Memang armada Portugal bukan tandingan Demak.
Tetapi armada Demak tetap merupakan armada yang
kuat di Asia Tenggara, apalagi di Jawa. Jelas armada Demak bukan lawan yang
seimbang bagi Kediri dan Pajajaran.
Karena
khawatir atas ancaman Demak, Kediri dan Pajajaran mencoba membangun aliansi
dengan Portugal di Malaka. Pada tahun 1514 M, baik Kediri maupun Pajajaran
mengirimkan utusannya ke Malaka untuk meminta perlindungan Portugal. Pada tahun 1522 M, Pajajaran bahkan lebih dulu
berhasil menandatangani kerjasama militer dengan Portugal di Malaka. Sebagai
bukti adanya kerjasama militer dan ekonomi antara Pajajaran dan Portugal, maka
Portugal membangun sebuah pedro ( stone pillar) atau tugu peringatan di tepi
Sungai Ciliwung Sunda Kalapa.
Pemancangan
Pedro itu, bagi Portugal memiliki arti yang penting dan mengandung dua makna
yaitu :
Pertama, pedro itu sebagai tanda bahwa Portugal akan melindungi kepentingan ekonomi
dan keamanan Pajajaran dari ancaman Demak. Maka di situ kelak akan dibangun
benteng pertahanan Portugal yang kuat untuk melindungi Pajajaran.

——

Tugas yang Dikerjakan:
(a) Jawab pertanyaan berikut berdasarkan halaman di atas.
(i) Pada tahun berapa Kediri dan Pajajaran mengirim utusan ke Malaka?
(ii) Di tepi sungai mana Portugal membangun pedro?
(iii) Menurut makna pertama pedro, apa yang kelak akan dibangun di situ?
(b) Tuliskan persis bagian dari halaman di atas, mulai dari kata-kata "Memang armada Portugal" dan berhenti setelah kata-kata "Kediri dan Pajajaran.".

——

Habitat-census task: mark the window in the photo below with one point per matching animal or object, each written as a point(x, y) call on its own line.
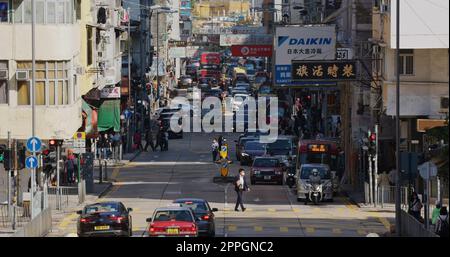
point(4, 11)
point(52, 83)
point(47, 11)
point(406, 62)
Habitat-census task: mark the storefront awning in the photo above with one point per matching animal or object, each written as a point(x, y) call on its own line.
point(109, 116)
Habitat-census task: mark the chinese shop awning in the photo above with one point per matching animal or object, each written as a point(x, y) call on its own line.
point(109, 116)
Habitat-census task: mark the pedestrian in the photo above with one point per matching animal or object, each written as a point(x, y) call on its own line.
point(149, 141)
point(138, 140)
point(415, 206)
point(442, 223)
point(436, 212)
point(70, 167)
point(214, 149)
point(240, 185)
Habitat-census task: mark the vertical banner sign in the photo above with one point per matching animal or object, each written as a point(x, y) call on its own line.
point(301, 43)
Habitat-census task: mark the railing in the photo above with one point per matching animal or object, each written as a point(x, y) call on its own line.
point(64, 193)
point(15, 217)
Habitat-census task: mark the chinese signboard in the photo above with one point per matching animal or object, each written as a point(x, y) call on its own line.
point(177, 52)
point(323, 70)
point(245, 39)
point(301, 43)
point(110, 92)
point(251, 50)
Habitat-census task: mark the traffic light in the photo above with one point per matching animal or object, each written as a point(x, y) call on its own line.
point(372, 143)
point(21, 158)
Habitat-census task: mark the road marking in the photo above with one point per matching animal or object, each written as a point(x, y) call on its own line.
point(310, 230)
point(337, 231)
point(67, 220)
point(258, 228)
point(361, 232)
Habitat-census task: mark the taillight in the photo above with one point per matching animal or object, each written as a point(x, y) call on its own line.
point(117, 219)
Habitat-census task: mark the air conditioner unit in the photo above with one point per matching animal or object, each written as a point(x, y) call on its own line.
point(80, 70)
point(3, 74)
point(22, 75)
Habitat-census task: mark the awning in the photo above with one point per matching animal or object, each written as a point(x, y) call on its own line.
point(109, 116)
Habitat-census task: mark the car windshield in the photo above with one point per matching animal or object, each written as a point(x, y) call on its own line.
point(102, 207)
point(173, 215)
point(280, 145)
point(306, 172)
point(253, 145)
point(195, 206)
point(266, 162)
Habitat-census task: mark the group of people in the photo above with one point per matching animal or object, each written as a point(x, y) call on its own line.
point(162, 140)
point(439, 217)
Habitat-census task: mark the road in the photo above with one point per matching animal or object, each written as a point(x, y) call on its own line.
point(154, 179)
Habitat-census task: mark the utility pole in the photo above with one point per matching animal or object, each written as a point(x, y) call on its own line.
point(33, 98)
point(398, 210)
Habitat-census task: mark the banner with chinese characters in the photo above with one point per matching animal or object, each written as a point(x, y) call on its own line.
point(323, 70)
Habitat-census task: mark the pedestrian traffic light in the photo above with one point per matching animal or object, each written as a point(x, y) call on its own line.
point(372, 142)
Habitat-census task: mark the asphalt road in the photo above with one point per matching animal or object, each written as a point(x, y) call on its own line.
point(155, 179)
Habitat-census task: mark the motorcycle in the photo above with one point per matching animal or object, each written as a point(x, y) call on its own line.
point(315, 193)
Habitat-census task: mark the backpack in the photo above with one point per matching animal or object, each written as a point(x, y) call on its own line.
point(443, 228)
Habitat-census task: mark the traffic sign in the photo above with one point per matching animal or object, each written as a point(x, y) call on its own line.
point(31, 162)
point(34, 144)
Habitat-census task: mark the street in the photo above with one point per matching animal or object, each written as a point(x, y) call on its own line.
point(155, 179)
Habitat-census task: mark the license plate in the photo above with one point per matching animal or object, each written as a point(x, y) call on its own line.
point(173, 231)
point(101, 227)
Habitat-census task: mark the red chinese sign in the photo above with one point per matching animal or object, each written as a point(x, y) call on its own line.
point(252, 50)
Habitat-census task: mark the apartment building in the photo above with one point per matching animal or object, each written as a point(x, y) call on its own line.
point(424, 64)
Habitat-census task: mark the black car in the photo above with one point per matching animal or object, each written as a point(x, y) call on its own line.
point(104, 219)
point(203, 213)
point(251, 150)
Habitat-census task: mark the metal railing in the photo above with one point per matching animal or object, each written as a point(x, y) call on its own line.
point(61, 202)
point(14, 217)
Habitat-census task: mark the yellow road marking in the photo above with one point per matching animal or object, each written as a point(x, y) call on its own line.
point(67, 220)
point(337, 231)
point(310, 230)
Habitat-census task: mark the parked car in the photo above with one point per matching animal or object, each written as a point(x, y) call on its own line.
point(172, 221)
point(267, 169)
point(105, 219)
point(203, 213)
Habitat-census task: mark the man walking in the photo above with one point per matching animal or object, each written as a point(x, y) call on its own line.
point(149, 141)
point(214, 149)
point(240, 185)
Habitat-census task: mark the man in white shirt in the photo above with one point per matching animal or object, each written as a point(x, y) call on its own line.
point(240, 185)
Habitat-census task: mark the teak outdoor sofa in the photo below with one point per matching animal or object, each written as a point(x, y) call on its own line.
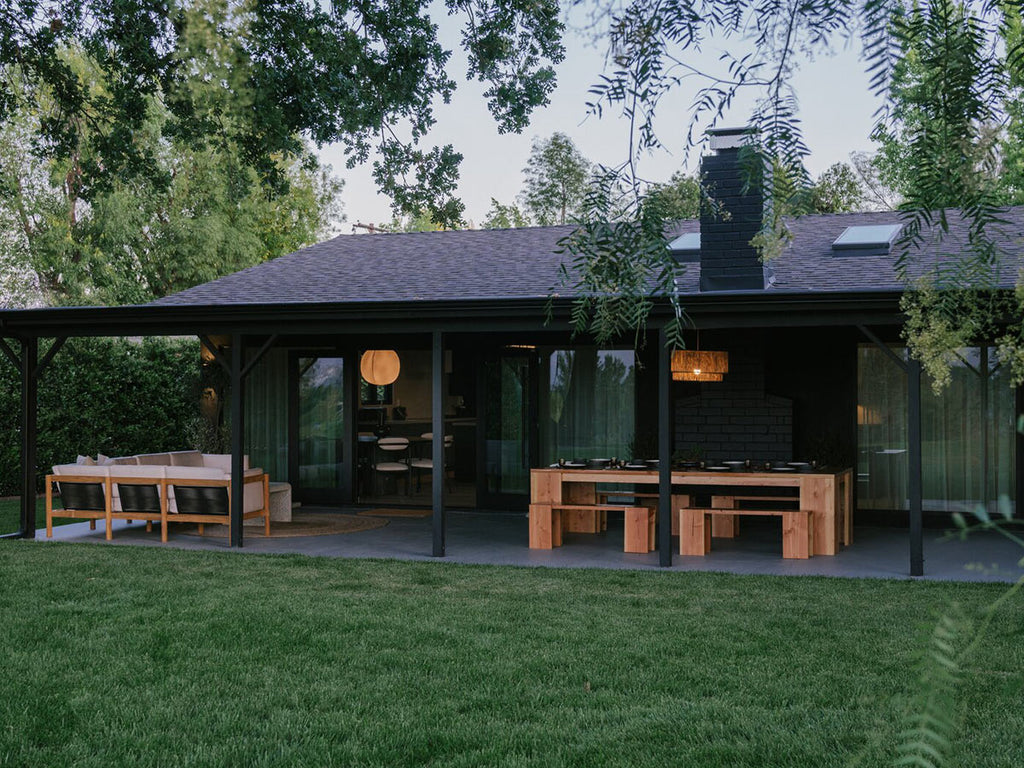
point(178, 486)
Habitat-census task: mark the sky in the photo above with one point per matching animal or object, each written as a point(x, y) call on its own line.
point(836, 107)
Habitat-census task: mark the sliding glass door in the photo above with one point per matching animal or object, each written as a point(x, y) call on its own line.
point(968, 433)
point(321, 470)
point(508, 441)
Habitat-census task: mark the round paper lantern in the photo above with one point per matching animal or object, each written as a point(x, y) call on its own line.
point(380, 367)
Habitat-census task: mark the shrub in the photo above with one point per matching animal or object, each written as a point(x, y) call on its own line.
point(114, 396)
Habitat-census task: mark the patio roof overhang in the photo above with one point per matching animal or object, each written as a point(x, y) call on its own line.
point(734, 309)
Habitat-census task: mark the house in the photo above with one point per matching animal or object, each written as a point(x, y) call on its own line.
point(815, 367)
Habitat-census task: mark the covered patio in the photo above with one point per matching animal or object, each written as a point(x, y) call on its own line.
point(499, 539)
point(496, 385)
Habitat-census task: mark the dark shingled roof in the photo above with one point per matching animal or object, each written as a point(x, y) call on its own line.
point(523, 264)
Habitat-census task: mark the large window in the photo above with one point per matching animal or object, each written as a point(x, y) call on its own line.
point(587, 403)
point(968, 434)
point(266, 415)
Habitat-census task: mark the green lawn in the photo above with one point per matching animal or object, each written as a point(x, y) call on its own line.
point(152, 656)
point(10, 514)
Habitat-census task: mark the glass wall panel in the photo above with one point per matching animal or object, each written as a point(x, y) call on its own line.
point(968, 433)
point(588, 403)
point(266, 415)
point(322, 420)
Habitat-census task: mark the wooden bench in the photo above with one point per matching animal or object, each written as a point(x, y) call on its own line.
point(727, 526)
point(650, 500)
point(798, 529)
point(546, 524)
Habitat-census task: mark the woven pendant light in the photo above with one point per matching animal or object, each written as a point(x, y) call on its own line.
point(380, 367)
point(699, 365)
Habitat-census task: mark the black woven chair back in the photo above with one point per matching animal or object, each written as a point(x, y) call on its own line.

——

Jawaban Tiap Tugas:
(a)
(i) Pada tahun 1514 M.
(ii) Di tepi Sungai Ciliwung Sunda Kalapa.
(iii) Benteng pertahanan Portugal yang kuat untuk melindungi Pajajaran.

(b)
Memang armada Portugal bukan tandingan Demak.
Tetapi armada Demak tetap merupakan armada yang
kuat di Asia Tenggara, apalagi di Jawa. Jelas armada Demak bukan lawan yang
seimbang bagi Kediri dan Pajajaran.